But lead author Eva Mishor, who was studying signals of aggression for her doctorate at the Weizmann Institute, noted that in animals, female aggression is usually aimed at defending their young, while male aggression is often directed at the offspring themselves.

"This was totally 100% Eva's eureka moment," Sobel said. "If you're an offspring, you have a vested interest in emitting a molecule that will make women more aggressive and men less aggressive."

"I said, 'OK, it's plausible,' " he added. " 'But I want to see it again.' "

So they did another experiment, this time testing subjects' reactions while in a brain scanner.

The results were the same. And they saw that HEX activated a part of the brain involved in judging social interactions. This region seemed to turn connections to brain regions that control aggression up or down, depending on the subject's gender.

There are still plenty of questions to answer. The study did not test babies directly. And the authors noted that they didn't know if the amount of HEX their subjects smelled was the same as what they would get from sniffing babies' heads.

"In the beginning, I found it a little bit far-fetched," said neuroscientist Jessica Freiherr at Friedrich-Alexander University, who was not involved with the research. But "it makes sense," she said in an interview.

Smelling sweat from angry people made others anxious, according to research by Freiherr and her colleagues. Other studies have found that subjects identified fear in faces faster when they smelled sweat collected from people who were afraid. And women's tears lowered testosterone and sexual arousal in men, another study from Sobel's lab found.

"We still are those animals," Freiherr said. "Maybe not having our nose on the floor all the time, but we can still sniff out those signals."

-----

Retype the passage on HEX and aggression word for word, beginning at "There are still" and ending after "sniffing babies' heads.".

## Data records
-----

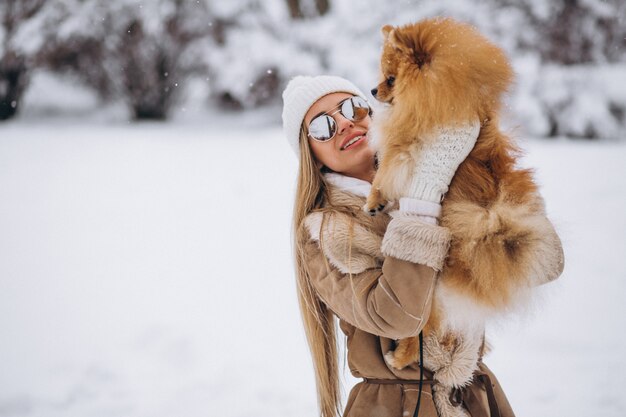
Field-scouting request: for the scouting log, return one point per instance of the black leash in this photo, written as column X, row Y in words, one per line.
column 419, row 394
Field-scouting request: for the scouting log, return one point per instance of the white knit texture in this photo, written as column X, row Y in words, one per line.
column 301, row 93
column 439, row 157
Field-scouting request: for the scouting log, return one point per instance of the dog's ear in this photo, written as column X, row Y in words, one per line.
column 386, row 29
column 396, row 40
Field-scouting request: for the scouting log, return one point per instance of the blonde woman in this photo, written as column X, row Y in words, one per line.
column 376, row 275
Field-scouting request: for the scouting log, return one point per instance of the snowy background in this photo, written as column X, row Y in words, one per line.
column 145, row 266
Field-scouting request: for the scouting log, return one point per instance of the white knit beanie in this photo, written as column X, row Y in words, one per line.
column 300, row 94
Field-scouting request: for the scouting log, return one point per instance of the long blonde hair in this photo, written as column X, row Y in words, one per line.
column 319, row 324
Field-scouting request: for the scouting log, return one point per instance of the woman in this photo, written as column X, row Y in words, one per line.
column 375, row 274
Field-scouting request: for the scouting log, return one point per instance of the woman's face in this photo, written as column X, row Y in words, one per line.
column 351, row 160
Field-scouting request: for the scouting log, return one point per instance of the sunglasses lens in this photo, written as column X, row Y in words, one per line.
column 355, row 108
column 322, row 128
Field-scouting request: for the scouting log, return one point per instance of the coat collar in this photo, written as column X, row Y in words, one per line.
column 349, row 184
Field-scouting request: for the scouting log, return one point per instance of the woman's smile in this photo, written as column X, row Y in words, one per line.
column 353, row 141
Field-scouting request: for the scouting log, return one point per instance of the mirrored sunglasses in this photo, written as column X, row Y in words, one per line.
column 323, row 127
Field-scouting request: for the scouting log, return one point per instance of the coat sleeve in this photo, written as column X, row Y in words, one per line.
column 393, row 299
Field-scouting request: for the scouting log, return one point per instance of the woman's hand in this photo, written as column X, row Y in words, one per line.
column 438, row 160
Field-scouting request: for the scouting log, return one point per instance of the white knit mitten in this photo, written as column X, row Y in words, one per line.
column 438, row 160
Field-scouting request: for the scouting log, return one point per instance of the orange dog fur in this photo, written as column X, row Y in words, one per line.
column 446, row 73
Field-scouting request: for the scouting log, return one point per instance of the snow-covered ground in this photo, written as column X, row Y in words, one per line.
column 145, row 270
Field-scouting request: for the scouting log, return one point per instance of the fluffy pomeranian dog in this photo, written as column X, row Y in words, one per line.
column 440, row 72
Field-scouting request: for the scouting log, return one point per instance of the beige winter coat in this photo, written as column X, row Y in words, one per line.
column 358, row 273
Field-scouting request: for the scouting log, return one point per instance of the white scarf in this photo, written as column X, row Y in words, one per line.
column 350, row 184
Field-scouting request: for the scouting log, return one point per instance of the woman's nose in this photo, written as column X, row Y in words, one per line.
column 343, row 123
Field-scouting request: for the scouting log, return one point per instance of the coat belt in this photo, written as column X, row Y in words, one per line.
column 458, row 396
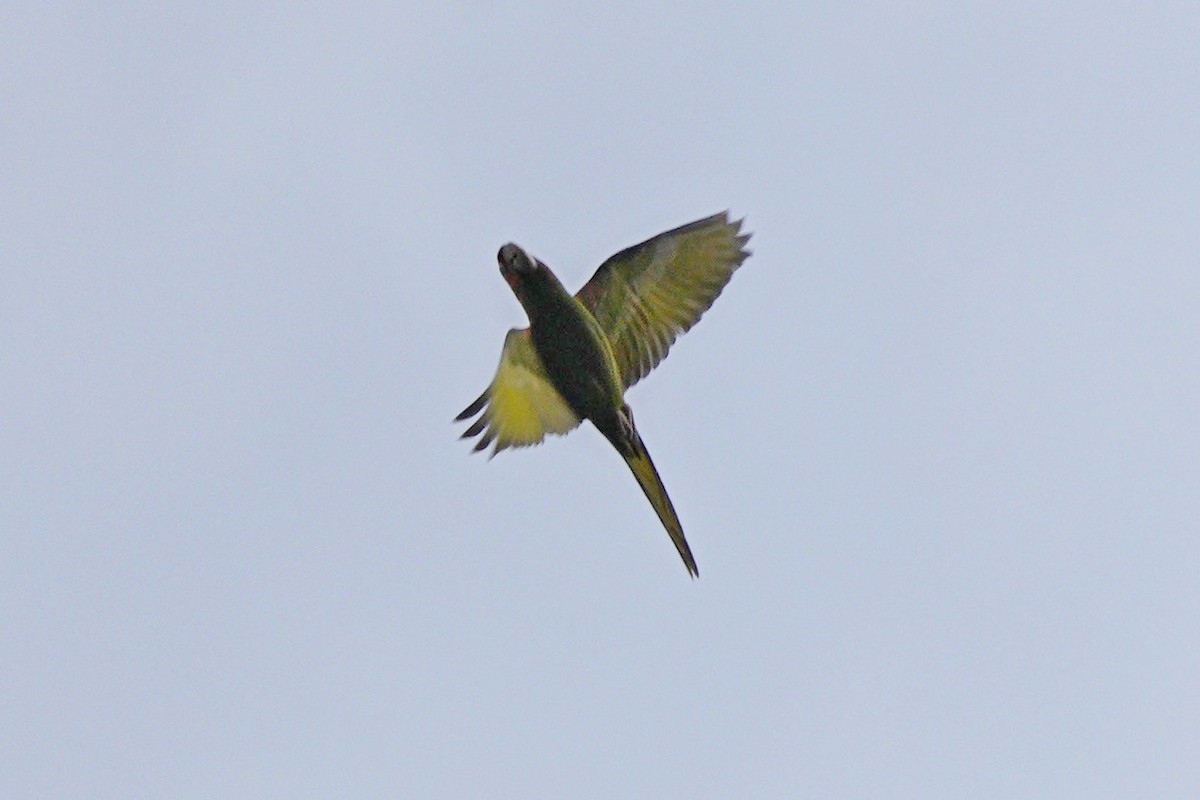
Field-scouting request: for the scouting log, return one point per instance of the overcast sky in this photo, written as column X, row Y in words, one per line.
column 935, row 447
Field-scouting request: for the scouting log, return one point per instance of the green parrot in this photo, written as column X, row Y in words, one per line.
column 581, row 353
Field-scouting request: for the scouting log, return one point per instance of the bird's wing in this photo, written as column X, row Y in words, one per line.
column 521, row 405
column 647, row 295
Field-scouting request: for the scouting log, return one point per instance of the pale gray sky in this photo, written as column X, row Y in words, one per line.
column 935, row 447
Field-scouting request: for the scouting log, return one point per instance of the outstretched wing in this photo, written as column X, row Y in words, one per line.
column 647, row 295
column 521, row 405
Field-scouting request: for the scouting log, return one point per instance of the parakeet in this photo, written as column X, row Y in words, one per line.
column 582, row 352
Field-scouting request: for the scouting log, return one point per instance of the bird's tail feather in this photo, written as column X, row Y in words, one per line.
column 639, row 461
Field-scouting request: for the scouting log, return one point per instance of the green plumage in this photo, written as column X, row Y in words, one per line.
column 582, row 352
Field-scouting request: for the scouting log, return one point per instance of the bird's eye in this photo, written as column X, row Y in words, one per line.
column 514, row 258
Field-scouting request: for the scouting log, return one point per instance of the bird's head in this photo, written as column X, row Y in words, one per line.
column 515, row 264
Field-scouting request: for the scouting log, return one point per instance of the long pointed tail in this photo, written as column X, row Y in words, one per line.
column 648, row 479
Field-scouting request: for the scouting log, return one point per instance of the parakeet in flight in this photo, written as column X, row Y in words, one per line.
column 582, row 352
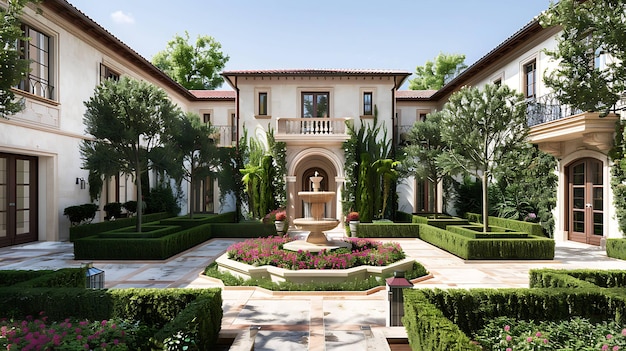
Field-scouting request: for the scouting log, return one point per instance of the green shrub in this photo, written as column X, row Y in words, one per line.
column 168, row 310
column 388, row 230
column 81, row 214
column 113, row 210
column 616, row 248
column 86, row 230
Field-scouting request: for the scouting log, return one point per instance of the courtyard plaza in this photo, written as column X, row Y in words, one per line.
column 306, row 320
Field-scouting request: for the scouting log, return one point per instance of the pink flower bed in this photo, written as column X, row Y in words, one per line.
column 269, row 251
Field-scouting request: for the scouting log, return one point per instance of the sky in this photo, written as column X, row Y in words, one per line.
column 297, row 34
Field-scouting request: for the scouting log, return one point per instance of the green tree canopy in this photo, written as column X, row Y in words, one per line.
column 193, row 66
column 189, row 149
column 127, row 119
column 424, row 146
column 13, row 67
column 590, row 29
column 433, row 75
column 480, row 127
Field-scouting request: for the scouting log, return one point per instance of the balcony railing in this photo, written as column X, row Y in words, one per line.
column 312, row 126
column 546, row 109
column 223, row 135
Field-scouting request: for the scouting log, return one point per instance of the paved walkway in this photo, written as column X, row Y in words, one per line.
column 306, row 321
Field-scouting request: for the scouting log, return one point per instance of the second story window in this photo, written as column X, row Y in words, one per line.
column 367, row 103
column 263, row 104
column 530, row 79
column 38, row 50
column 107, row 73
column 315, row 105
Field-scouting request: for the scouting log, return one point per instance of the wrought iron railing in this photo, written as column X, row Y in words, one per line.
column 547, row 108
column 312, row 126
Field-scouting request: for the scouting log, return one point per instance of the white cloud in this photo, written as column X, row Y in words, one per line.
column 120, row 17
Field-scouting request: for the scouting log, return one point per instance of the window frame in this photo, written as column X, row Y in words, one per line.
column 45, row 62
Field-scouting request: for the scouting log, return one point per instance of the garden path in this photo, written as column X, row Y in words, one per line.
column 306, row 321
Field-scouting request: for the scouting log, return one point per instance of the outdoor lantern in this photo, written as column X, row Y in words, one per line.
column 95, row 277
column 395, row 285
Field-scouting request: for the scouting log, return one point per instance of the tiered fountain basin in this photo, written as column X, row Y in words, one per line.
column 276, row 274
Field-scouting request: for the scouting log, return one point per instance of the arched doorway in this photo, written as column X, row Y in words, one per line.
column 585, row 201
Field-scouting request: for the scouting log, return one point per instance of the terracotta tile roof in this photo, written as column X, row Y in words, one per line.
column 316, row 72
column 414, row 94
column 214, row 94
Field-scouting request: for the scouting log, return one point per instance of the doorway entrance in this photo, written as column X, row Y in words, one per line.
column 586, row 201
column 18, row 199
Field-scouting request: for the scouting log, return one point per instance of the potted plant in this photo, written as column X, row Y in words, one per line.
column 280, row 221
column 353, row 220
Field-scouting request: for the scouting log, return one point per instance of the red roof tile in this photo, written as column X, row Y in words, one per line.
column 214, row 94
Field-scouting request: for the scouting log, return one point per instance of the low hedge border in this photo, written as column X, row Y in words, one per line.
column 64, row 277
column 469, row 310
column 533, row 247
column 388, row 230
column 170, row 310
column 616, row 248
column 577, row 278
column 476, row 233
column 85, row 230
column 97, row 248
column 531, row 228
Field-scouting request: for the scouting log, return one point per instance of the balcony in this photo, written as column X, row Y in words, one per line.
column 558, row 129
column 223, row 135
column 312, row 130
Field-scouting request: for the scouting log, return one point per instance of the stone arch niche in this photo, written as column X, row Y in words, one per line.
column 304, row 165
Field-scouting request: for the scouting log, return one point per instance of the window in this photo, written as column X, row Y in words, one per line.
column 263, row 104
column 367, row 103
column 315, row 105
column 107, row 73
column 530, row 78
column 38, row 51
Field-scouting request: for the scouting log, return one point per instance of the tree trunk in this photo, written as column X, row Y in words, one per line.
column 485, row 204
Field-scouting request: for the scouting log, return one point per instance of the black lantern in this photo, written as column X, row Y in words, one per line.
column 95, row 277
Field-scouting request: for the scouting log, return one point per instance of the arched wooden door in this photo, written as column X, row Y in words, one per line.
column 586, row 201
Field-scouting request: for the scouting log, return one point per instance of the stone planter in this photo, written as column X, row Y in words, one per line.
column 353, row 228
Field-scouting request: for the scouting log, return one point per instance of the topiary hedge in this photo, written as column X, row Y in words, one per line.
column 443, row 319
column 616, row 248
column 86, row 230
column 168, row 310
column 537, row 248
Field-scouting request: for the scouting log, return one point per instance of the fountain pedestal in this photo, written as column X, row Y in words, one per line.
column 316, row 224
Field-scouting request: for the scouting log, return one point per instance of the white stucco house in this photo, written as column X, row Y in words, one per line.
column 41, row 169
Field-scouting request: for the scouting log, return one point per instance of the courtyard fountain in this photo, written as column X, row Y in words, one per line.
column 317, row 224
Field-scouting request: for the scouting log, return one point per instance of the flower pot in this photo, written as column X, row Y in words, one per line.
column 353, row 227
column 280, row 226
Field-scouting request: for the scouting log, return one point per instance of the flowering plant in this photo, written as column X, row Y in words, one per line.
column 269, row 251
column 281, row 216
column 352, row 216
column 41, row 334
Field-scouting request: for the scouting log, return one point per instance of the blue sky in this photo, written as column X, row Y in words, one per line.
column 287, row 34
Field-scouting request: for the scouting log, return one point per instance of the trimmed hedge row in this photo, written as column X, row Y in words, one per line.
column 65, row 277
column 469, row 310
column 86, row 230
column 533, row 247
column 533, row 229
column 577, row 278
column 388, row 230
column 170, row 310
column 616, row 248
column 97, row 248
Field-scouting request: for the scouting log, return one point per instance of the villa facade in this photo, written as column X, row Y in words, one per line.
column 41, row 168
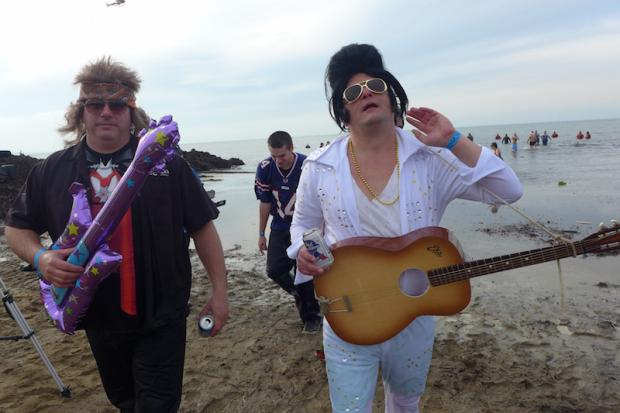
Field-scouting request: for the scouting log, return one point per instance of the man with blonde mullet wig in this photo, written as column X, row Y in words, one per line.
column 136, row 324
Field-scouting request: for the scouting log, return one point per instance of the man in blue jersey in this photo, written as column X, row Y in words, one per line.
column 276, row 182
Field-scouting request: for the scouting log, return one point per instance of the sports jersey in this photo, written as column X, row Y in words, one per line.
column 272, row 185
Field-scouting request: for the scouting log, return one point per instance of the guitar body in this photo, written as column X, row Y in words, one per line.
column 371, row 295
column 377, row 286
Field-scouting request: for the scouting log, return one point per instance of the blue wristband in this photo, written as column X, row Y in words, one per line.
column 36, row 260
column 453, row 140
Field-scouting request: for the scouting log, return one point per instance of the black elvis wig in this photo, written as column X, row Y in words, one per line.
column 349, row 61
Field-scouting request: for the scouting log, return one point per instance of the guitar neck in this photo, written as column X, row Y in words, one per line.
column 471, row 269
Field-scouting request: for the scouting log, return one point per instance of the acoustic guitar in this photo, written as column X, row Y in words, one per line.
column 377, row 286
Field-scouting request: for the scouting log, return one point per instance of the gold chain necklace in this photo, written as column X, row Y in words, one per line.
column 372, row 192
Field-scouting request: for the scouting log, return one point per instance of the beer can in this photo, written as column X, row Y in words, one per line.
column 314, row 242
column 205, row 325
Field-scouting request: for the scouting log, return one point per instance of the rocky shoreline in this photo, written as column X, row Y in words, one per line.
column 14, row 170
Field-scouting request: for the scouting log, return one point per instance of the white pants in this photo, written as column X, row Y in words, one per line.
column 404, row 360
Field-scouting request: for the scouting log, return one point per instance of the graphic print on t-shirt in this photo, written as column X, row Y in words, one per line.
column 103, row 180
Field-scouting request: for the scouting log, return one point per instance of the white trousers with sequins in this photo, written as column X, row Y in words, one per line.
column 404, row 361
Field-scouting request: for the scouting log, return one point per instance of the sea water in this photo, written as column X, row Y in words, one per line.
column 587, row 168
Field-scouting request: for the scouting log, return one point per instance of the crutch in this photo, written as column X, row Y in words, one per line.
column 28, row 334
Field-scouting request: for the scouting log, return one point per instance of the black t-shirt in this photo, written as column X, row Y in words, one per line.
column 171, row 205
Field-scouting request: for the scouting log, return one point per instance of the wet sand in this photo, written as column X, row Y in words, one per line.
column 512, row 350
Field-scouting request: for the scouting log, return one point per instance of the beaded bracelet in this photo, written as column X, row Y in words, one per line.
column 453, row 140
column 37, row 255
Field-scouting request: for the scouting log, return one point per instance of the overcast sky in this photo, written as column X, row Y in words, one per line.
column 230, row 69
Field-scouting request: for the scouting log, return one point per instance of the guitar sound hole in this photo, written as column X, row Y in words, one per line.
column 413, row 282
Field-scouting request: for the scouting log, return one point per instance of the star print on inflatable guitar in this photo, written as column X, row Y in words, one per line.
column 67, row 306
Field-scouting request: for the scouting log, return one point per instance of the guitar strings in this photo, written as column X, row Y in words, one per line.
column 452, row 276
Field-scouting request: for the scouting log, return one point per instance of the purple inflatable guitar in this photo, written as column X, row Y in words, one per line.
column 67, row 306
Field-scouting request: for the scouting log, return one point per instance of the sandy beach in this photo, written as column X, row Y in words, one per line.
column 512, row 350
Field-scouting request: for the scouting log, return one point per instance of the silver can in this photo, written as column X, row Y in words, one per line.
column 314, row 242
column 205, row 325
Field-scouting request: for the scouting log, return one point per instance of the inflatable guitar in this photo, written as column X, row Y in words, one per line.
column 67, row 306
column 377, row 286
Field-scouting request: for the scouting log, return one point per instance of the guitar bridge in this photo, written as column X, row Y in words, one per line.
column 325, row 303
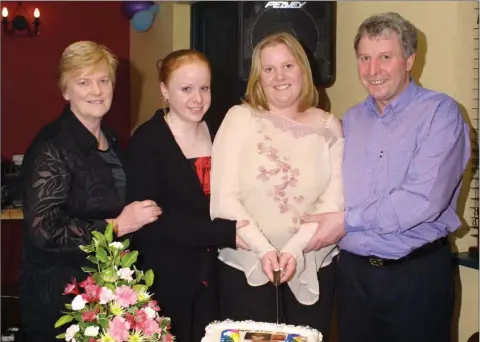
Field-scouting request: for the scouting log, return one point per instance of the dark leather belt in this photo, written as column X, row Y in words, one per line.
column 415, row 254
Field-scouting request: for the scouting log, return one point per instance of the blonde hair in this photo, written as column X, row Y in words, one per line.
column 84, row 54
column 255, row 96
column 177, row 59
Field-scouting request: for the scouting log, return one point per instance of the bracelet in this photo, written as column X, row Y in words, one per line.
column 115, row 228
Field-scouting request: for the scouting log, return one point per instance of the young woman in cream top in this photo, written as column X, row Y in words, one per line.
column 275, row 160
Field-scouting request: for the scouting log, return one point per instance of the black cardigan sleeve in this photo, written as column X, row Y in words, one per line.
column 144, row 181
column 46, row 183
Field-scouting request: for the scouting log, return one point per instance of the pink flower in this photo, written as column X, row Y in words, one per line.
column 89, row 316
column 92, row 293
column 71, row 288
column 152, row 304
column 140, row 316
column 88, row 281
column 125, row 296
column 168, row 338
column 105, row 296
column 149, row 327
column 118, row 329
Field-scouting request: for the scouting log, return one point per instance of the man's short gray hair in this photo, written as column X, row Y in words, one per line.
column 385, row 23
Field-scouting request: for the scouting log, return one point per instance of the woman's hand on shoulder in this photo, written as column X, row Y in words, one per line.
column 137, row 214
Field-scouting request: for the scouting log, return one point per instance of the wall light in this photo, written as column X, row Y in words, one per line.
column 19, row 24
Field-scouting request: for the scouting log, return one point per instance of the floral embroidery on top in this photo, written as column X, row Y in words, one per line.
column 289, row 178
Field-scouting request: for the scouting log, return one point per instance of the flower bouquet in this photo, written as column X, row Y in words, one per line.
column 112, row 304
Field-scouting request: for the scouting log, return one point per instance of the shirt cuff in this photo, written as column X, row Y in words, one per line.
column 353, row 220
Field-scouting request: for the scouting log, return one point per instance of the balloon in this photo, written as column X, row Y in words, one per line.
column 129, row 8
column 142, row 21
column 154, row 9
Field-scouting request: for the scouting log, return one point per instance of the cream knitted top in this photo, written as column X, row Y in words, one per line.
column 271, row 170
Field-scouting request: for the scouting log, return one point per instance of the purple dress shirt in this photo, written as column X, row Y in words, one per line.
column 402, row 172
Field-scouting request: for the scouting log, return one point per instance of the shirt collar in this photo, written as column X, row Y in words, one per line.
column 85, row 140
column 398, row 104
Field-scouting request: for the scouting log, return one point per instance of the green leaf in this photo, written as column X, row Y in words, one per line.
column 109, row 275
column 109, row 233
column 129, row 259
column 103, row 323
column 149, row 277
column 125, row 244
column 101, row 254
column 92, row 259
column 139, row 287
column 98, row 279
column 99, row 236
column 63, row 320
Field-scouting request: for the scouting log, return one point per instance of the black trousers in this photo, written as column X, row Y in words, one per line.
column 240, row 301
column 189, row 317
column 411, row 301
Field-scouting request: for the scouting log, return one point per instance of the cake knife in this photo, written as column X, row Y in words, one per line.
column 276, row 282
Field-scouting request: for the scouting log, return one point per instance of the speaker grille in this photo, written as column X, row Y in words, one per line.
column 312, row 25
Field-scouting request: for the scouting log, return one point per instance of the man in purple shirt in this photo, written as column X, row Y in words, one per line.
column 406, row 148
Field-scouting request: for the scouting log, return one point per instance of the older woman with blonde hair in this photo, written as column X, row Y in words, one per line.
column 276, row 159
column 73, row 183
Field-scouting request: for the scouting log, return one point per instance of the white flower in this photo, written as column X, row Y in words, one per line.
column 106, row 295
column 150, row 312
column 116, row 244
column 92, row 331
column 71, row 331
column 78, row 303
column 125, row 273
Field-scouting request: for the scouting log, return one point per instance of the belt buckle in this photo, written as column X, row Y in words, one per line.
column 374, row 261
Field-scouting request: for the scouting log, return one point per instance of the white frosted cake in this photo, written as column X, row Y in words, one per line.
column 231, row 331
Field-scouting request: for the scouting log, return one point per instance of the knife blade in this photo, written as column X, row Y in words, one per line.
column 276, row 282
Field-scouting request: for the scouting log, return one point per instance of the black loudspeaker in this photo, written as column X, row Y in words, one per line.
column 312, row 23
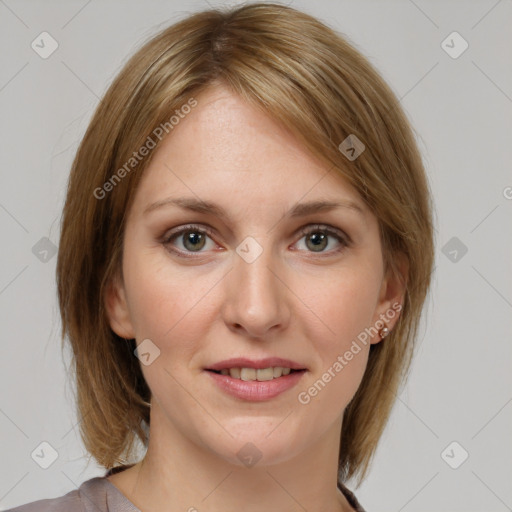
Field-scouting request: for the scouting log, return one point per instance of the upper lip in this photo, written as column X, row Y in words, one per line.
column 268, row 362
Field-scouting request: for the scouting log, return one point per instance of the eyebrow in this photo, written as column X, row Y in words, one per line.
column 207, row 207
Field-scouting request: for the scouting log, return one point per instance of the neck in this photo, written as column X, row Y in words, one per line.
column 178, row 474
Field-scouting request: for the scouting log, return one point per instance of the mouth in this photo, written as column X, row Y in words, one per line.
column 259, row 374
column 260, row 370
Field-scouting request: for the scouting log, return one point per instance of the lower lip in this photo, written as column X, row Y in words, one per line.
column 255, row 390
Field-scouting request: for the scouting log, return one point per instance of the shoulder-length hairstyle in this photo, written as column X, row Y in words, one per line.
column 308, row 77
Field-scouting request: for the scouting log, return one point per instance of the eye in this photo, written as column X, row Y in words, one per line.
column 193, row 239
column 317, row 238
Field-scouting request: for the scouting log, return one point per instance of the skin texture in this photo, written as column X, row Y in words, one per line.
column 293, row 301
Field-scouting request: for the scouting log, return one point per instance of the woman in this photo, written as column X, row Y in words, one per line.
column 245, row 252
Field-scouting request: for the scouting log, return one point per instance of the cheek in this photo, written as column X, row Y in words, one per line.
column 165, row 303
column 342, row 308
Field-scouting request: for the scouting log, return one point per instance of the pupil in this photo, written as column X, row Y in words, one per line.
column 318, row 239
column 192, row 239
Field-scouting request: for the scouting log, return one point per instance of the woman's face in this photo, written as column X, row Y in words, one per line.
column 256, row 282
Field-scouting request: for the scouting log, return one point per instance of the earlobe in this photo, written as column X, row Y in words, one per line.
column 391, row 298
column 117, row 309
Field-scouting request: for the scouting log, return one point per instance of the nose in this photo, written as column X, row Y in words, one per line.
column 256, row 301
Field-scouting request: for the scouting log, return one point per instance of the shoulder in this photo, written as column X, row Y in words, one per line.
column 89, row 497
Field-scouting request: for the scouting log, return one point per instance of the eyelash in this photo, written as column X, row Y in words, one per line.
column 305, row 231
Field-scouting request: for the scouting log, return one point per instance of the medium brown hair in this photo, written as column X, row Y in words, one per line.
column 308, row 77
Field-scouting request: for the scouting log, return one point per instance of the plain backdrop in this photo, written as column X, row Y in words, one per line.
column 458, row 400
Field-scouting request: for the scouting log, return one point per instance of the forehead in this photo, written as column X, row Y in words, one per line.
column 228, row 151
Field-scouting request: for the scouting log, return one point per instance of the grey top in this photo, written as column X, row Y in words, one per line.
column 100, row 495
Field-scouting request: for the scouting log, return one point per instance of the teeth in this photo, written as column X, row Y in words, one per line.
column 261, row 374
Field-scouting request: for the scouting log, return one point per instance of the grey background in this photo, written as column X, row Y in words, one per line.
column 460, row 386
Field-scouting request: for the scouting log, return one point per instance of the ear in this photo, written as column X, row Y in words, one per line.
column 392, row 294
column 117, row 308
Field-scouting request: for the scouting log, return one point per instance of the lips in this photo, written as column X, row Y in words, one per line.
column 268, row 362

-----

## Result for this exercise
There are still plenty of questions to answer. The study did not test babies directly. And the authors noted that they didn't know if the amount of HEX their subjects smelled was the same as what they would get from sniffing babies' heads.